• Exercise 1
In the passage on personality change, what do behavior therapists seek to change besides teaching clients more adaptive responses?
• Exercise 2
Extend the passage on personality change from the point where it stops.

It follows from this view of social learning that personality development never stops, and that personality never becomes so firmly established as to be immutable. As people acquire new social knowledge -- especially if there is a dramatic change in their fund of knowledge -- their personalities literally change. This process is most dramatically illustrated in the forms of behavioral and cognitive therapy that take place in the psychological clinic. Many maladaptive behaviors and other problems in living seem to represent maladaptive learning. Behavior therapists teach their clients and patients to make more adaptive, realistic responses to situations that trouble them. Reflecting the mutual influence of persons and situations that is at the core of interactionism, they also seek to change the client's environment in order to foster and support behavioral change.

Recently, the emergence of cognitive within psychology at large has led to the understanding that behavioral change is mediated by cognitive change. Accordingly, cognitively oriented psychotherapists now seek to arrange learning experiences in which people can acquire new ways of perceiving themselves, others, and social situations; new scripts for social interactions and new expectancies concerning the outcomes of their actions and those of others; new strategies for self-control; and other aspects of social intelligence. But not all adult personality change must take place in the formal confines of the clinical consulting room, just as not all socialization takes place within the family and school. People, as intelligent beings, have the power to change themselves as well as their environments. Therefore, personality change can occur spontaneously through the course of everyday life.

• Supplied material
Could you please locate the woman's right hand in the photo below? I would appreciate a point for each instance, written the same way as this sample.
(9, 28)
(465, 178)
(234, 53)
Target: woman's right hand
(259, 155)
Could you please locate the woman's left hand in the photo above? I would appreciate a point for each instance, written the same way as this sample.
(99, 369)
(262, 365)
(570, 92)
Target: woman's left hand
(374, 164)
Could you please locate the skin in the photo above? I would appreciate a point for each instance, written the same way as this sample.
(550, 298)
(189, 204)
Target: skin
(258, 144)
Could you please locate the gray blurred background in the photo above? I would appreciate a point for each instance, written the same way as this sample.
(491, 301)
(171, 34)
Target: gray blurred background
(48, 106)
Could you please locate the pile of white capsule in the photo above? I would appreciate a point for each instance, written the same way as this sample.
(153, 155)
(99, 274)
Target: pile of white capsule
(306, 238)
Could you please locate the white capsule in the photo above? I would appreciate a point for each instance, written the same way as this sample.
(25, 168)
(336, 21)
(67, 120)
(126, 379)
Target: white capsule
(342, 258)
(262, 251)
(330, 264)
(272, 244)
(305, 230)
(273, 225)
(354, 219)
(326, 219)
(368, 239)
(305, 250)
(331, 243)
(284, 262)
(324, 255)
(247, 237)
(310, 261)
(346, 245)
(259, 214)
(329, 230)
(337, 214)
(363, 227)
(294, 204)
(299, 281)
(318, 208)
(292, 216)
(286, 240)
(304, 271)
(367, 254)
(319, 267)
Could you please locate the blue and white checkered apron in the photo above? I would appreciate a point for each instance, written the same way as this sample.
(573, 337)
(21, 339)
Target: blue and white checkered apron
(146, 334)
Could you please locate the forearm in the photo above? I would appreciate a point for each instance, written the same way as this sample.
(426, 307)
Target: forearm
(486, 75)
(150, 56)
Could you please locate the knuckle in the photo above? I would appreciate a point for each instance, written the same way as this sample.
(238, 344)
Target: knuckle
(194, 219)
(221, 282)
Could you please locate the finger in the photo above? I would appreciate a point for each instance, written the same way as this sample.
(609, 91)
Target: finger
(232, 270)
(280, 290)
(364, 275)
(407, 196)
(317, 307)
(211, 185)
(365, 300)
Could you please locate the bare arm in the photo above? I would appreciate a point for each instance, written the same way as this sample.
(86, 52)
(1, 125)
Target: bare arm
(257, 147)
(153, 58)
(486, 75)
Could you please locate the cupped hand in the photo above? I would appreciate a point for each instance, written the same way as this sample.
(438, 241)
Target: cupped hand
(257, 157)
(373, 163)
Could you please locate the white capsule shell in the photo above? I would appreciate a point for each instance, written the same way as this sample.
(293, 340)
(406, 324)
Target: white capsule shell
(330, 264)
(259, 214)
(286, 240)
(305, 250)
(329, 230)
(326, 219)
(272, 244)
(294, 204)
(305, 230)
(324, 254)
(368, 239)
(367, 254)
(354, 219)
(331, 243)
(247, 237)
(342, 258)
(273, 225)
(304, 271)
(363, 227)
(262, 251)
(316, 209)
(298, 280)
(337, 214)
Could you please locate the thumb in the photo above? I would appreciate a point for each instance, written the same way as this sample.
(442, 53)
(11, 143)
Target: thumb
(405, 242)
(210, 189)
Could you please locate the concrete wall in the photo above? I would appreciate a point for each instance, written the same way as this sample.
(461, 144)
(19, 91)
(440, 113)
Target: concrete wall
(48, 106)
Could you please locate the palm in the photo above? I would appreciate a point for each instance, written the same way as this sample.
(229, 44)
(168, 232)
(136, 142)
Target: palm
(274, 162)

• Answer space 1
They seek to change the client's environment to foster and support behavioral change.

• Answer space 2
Prologue

Personology today is multiparadigmatic, but the psychometric and psychodynamic viewpoints have pride of place in this book because of their longer histories. The trait approach was announced in Allport's (1937) Personality: A Psychological Interpretation, while the dynamic approach was best articulated in Freud's (1915-1917Introductory Lectures on Psychoanalysis. As such, they seem to have the status of normal science within the field. Certainly most active gerontologists have been brought up in one (or both) of these traditions. The cognitive approach was anticipated by Kelly's (1955) Psychology of Personal Constructs, and was really announced in Michel's (1968) Personality and Assessment. Thus, the cognitive approach, being at most only a few decades old, seems to occupy the position of alternative paradigm.

As scientists, we clearly favor the social-cognitive point of view, in which personality is construed in terms of mental structures and processes, and in which the individual is analyzed in the context of his or her social environment. One reason for our preference is that it appears to address the anomalies that pose problems for other theoretical approaches. Another is that it does more than the other paradigms to link personology with the rest of empirical psychology -- particularly cognitive and social psychology, where theory is developing at a rapid pace.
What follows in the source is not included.